WHAT YOU WILL DO
Please translate this sentence from the 23andMe genetic variation post below into Spanish: "In other words, you can’t mix & match the populations so as to explore different relationships."

TEXT SHOWN
Note: please read the the earlier post on this topic if you haven’t.
The above image is from 23andMe. It’s from a feature which seems to have been marginalized a bit with their ancestry composition. Basically it is projecting 23andMe customers on a visualization of genetic variation from the HGDP data set. This is actually a rather informative sort of representation of variation. But there has always been an issue with the 23andMe representation: you are projected onto their invariant data set. In other words, you can’t mix & match the populations so as to explore different relationships. The nature of the algorithm and representation produces strange results, so varying the population sets is often useful in smoking out the true shape of things.

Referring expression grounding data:

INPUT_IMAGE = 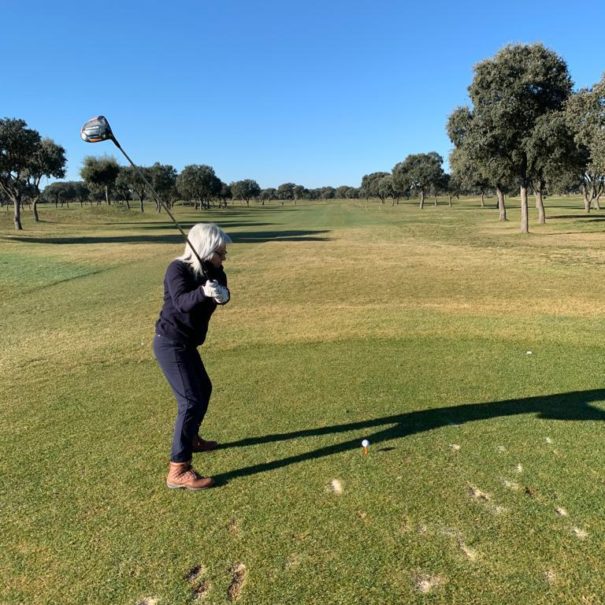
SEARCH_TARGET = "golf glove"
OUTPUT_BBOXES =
[202,279,219,298]
[202,279,230,305]
[214,284,231,305]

ANSWER BELOW
En otras palabras, no puedes mezclar y combinar las poblaciones para explorar relaciones distintas.